WRITTEN REQUEST: Rescale the listing from the line with "Evidence requested. The sedan wheel" through the end of the listing. Write out every one of those lines again, requests included, and multiply each bounding box coordinate in the answers by 2.05, rounding to whole numbers with halves rounded up. Leave the sample numbers in the requests unchanged.

RECORDS FOR THE EXERCISE:
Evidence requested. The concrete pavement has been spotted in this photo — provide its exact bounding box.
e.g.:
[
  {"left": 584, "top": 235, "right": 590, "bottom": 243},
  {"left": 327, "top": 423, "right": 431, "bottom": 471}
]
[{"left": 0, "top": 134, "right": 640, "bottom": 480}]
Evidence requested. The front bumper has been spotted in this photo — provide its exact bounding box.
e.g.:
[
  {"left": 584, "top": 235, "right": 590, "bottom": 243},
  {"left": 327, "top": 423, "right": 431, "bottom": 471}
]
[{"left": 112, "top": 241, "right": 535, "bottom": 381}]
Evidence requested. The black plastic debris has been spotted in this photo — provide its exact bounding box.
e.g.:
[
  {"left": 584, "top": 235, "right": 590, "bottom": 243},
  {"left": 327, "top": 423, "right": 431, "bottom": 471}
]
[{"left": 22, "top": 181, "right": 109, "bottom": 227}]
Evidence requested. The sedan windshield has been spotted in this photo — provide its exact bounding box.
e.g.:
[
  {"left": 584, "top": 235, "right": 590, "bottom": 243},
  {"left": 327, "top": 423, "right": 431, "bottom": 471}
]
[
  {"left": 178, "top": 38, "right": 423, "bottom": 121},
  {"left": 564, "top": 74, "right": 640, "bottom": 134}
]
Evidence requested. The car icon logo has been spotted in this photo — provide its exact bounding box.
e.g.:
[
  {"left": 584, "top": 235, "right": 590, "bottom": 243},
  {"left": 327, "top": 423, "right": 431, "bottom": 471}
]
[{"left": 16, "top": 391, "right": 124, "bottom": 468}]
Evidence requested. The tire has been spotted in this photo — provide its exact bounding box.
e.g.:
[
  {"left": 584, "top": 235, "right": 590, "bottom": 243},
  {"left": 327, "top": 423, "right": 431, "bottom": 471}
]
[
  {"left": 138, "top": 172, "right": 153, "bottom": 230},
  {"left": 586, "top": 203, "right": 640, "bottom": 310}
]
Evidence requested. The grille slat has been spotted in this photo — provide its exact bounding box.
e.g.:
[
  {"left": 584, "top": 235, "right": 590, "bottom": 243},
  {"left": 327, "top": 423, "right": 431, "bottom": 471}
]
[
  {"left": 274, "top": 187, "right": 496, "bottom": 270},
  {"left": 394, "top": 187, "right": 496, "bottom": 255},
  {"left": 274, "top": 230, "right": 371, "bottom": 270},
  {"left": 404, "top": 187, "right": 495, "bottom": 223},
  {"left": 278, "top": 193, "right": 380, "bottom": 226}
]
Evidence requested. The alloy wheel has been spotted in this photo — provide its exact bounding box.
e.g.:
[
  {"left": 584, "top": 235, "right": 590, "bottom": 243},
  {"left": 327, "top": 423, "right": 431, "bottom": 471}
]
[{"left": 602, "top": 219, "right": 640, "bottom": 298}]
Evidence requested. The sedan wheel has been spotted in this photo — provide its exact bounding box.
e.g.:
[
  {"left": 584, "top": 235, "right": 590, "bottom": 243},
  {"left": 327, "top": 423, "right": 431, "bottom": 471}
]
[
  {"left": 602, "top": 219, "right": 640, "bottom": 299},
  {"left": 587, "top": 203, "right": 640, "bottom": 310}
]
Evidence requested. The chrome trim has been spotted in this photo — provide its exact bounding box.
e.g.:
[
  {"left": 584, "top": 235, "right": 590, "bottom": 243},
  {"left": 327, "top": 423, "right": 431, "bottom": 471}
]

EXPECTED ANSWER:
Evidence requested. The sedan wheel has been spotted in this photo — provide its exact bounding box.
e.g.:
[
  {"left": 584, "top": 235, "right": 590, "bottom": 243},
  {"left": 327, "top": 423, "right": 431, "bottom": 471}
]
[
  {"left": 1234, "top": 449, "right": 1312, "bottom": 613},
  {"left": 1203, "top": 416, "right": 1312, "bottom": 636}
]
Evidence requested. The chrome trim has been spotted in this photo — provide its exact bounding box.
e.g.:
[
  {"left": 584, "top": 235, "right": 590, "bottom": 243},
  {"left": 327, "top": 423, "right": 431, "bottom": 471}
]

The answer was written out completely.